* _Document excerpt_:
━━━━━━━━━━━━━━━━
- Observed by: Countries Saint Lucia; Dominica;
- Type: Cultural
- Begins: Last Friday of October
- Ends: Last Sunday of October
- Frequency: Annual
- First time: 1984; 41 years ago

= Jounen Kwéyòl =

Cultural celebration held in St. Lucia and Dominica

Jounen Kwéyòl (Creole Day) is celebrated in the Caribbean islands of Dominica and Saint Lucia, on the last Friday of October and the last Sunday of October respectively and has been held annually since 1984. Throughout the preceding week, the various towns on both islands host cultural events and festivals which showcase different elements of their heritage and culture.
━━━━━━━━━━━━━━━━
* _Work instructions_:
• A. In what year was the celebration in the Jounen Kwéyòl excerpt first held?
• B. Extend the Jounen Kwéyòl excerpt, starting after its last sentence.
You can leave the rows aside; nothing here depends on them.
━━━━━━━━━━━━━━━━
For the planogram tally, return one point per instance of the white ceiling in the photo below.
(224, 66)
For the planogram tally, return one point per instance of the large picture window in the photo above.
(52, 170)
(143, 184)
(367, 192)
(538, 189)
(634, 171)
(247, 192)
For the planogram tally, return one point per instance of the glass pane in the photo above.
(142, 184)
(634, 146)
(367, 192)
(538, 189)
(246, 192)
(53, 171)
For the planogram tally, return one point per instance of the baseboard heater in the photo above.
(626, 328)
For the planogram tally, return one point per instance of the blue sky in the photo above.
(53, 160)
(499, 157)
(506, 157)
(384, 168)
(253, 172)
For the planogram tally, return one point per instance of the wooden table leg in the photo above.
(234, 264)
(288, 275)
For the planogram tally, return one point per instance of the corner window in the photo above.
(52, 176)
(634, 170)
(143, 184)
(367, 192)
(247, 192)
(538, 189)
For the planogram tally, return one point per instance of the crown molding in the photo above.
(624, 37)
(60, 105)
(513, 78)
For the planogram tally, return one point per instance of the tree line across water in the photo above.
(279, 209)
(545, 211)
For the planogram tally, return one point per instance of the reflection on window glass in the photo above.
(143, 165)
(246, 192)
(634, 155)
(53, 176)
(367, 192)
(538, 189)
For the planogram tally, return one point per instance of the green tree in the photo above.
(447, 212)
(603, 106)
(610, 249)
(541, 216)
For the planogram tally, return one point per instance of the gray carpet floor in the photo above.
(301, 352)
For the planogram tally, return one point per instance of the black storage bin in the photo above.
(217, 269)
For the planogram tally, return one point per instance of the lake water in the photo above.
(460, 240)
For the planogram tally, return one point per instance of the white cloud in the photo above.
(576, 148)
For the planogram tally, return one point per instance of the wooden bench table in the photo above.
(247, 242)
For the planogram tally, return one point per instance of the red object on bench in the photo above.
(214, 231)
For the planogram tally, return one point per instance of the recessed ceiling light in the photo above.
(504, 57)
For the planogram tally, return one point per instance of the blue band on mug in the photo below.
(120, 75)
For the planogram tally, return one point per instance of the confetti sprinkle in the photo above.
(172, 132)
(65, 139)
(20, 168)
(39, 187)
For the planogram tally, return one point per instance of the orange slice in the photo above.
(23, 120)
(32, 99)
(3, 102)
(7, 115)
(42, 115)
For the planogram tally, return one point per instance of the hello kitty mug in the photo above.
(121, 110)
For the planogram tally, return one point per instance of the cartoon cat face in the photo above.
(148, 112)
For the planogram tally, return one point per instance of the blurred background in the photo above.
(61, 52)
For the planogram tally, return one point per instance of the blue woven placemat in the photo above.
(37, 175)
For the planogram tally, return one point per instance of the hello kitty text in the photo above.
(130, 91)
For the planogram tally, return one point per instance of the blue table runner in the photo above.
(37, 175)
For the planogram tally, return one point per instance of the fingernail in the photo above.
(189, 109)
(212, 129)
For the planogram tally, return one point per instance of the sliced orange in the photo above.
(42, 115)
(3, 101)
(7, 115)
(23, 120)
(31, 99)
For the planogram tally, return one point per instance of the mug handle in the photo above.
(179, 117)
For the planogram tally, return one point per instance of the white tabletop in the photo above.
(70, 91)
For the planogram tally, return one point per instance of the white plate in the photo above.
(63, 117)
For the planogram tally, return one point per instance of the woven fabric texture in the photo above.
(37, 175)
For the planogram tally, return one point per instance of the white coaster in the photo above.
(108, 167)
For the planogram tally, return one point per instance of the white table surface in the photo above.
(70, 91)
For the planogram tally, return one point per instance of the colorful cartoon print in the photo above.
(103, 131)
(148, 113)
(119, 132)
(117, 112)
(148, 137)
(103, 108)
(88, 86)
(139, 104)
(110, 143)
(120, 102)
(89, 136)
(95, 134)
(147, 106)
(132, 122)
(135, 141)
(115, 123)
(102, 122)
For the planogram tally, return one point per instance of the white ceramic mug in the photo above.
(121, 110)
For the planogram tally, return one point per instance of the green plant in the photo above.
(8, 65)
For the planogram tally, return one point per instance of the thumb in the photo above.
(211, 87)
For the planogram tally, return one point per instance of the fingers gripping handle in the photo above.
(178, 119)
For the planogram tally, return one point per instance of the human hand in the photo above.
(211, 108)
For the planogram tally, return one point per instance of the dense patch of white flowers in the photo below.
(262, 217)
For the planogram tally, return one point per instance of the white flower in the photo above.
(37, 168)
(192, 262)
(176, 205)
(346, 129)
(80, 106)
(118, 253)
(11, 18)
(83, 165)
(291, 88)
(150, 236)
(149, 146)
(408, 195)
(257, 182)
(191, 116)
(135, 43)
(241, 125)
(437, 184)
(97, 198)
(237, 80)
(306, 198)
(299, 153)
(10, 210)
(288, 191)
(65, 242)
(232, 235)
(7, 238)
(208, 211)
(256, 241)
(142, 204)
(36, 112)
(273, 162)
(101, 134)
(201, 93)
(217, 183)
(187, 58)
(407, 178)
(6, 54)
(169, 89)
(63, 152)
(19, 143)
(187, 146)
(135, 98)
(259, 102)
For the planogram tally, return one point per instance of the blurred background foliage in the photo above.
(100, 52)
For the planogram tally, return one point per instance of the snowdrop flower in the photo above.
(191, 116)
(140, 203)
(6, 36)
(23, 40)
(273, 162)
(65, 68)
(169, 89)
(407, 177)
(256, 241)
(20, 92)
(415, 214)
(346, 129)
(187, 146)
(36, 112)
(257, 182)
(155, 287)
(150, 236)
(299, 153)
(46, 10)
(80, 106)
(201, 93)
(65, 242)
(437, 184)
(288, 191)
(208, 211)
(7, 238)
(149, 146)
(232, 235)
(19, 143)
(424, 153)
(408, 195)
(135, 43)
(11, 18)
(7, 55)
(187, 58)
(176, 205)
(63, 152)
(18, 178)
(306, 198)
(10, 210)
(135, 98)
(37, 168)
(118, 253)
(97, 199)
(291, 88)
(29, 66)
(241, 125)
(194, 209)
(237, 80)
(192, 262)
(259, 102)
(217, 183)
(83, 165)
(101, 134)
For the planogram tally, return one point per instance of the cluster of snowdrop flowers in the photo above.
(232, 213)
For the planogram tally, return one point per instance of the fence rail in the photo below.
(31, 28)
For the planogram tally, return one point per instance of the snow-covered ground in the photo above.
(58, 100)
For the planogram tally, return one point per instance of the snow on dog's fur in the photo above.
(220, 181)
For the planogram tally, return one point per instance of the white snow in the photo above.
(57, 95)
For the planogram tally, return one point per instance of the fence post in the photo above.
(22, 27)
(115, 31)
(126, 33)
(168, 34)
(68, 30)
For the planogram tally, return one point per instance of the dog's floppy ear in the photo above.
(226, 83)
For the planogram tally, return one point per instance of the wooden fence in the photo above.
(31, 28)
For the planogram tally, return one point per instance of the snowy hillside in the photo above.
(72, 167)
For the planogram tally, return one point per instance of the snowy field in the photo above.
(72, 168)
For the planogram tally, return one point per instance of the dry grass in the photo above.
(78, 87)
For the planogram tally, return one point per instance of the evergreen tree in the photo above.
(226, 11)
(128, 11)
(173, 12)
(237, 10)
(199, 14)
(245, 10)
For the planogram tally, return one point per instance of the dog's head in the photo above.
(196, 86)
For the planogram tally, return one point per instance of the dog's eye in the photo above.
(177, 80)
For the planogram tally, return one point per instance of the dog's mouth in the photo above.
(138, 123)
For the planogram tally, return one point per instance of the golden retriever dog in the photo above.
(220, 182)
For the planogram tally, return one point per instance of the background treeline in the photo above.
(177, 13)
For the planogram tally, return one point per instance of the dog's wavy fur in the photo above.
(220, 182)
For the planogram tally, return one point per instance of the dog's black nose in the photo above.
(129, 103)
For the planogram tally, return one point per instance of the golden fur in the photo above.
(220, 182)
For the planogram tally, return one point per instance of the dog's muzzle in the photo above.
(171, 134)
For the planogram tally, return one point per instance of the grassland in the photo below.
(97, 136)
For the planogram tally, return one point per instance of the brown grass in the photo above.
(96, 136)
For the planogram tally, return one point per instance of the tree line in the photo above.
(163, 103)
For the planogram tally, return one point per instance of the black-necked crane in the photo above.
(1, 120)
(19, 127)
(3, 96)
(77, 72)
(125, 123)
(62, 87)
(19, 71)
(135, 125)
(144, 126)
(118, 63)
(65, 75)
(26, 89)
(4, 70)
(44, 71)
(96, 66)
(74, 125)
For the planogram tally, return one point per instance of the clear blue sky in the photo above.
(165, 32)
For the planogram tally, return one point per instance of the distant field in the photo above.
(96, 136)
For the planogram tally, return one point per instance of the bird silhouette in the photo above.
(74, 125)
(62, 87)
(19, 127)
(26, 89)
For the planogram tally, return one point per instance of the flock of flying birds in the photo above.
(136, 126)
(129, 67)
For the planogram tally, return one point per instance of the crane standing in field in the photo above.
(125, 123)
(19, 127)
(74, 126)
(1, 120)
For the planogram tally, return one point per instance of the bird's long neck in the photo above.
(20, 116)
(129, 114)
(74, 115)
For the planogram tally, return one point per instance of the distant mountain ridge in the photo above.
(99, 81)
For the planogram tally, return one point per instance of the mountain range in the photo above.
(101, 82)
━━━━━━━━━━━━━━━━
* _Set of answers_:
• A. 1984

• B.
== Cultural Dishes ==
There are multiple displays of local dishes and foods such as roasted breadfruit, Coupe (a sweetbread made by mixing spices and sugar into flour and kneading it then baking it, usually served at breakfast), callaloo soup, green fig and salt fish (The National Dish of Saint Lucia), and grated vegetables such as carrots and cabbage. A dish known as Bouillon (lentils/red beans and pumpkin soup with pork or beef, green plantains, dumplings, spinach, and chopped carrots along with other ground provisions) is usually prepared. Local drinks are available, such as Cocoa Tea, Sorrel juice, different types of alcoholic punch (breadfruit, sea-moss and peanut, to name a few), Spice (an alcoholic drink made by mixing local spices and various barks from medicinal plants with rum), Golden Apple Juice, Guava juice, Orange juice and many more local fruit juices. Apart from the variety of cultural foods, the day is commemorated with traditional folk music or 'kweyol' music, some of which have been passed down from prior generations.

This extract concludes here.